#### Text provided:
Posted by Sarah Blanshan at 12:10 AM 4 comments
Wednesday, October 01, 2008
What is reality?
Enter into my world for a second. The world of nursing.
Nurses are weird. We are jacks of all trades and masters of none (usually). We like gross topics. We can hold a sandwich in one hand and a bowl to catch some one's vomit in another. We typically like people, though we see the best and the worst of them. We work in an endless myriad of clinical and academic places doing an endless number of things: community health, hospitals, nursing homes, education, clinics, legislation, etc.
And then there are nurse researchers.
This takes weirdness to a whole new level. I don't think other researchers are quite like nurses. Here we are, trained in a very practical, tangible field of clinical things, yet we approach them with a highly philosophical, holistic worldview. This is one of the main differences between the medical model and the nursing model. For example, the medical model will look at a disease progression and try to figure out how to fix it physically at the cellular level. The nursing model will look at the disease progression, try to get in the person and see how they and everyone around them reacts to it, and still try to fix it, but in more ways than physically. No wonder nurses are so stressed and overworked many times.
But I digress. Nurse researchers: odd people. A nurse researcher would ask: "What is green? How do you know what green is? What if green is different for you than for me? What causes green? What does green lead to? What are the attributes of green?" Get my point?
This is on my mind because in grad school I am currently enrolled in Theoretical Foundations and Research for Nursing. It is the beginning of my thesis project (i.e. a several hundred page document about one very, very specific topic). Here we dissect everything. To the most minute detail. I am just starting to learn this process and am only a couple of weeks in, and already my office is a mess, with dozens of papers, notes, and highlighted articles staring at me in distress yelling, "GET ORGANIZED!" There is a small rain forest in the Amazon now gone because of all the paper I am having to use.
The way the thesis process works at my school is a little different than most, and is much to my benefit. Our professors already have areas of interest, and they already have databases full of information waiting to be analyzed. So, I will not conduct my own study like many schools do (praise the Lord!). I get to work with a group to determine new relationships between the already-gathered information and publish on that. So it is a thesis, streamlined.
Not to say that this is not a huge project. It will take over a year, but my partners and I are super-motivated to get done asap, so hopefully by this time next year we will be defending our thesis, and our thesis board will say with gusto, "You are fully prepared to be an advanced practice nurse, ready to change the world!" My chosen thesis area deals with recurrent ovarian cancer and couples. It is looking like the focus will be relationship quality and communication between these couples, and how these are affected by a certain variable (yet to be determined-probably length of relationship, number of recurrences, or religious participation). Specific enough for you?

#### Required tasks:
(a) From the blog post, reproduce the passage that begins at the words "Posted by Sarah" and stops after "clinics, legislation, etc.".
(b) Rewrite the paragraph of the blog post that begins "The way the thesis process works at my school" as a short bulleted list that keeps its main facts.
The rows have no connection to the blog post.

#### Stored data:
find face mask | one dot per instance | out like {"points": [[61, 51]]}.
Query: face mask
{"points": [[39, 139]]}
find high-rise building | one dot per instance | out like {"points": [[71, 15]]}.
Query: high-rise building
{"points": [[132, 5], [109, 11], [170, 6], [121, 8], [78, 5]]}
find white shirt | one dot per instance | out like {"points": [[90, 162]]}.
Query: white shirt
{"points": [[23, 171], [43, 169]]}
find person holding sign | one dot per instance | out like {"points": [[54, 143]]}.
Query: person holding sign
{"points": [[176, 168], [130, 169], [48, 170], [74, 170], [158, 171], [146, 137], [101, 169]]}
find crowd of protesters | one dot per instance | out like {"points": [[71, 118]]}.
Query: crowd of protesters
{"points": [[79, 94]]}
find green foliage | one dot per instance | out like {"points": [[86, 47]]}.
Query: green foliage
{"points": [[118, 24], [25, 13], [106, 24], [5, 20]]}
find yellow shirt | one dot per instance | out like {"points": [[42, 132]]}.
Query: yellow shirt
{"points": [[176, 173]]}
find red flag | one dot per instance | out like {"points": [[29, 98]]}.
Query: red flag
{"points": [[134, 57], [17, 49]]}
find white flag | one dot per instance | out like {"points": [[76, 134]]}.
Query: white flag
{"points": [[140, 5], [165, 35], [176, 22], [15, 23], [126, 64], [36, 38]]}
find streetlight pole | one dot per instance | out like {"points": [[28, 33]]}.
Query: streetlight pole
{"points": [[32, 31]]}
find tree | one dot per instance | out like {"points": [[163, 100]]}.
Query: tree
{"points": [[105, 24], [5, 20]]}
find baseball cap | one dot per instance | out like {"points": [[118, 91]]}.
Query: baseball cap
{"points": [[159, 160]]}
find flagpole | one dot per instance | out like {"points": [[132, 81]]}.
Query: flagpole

#### Solutions in order:
(a)
Posted by Sarah Blanshan at 12:10 AM 4 comments
Wednesday, October 01, 2008
What is reality?
Enter into my world for a second. The world of nursing.
Nurses are weird. We are jacks of all trades and masters of none (usually). We like gross topics. We can hold a sandwich in one hand and a bowl to catch some one's vomit in another. We typically like people, though we see the best and the worst of them. We work in an endless myriad of clinical and academic places doing an endless number of things: community health, hospitals, nursing homes, education, clinics, legislation, etc.

(b)
- The thesis process at my school differs from most, which works to my benefit.
- Professors already have areas of interest and databases full of information waiting to be analyzed.
- Unlike at many schools, I will not conduct my own study.
- I will work with a group to find new relationships in the already-gathered information and publish on them.
- The result is a streamlined thesis.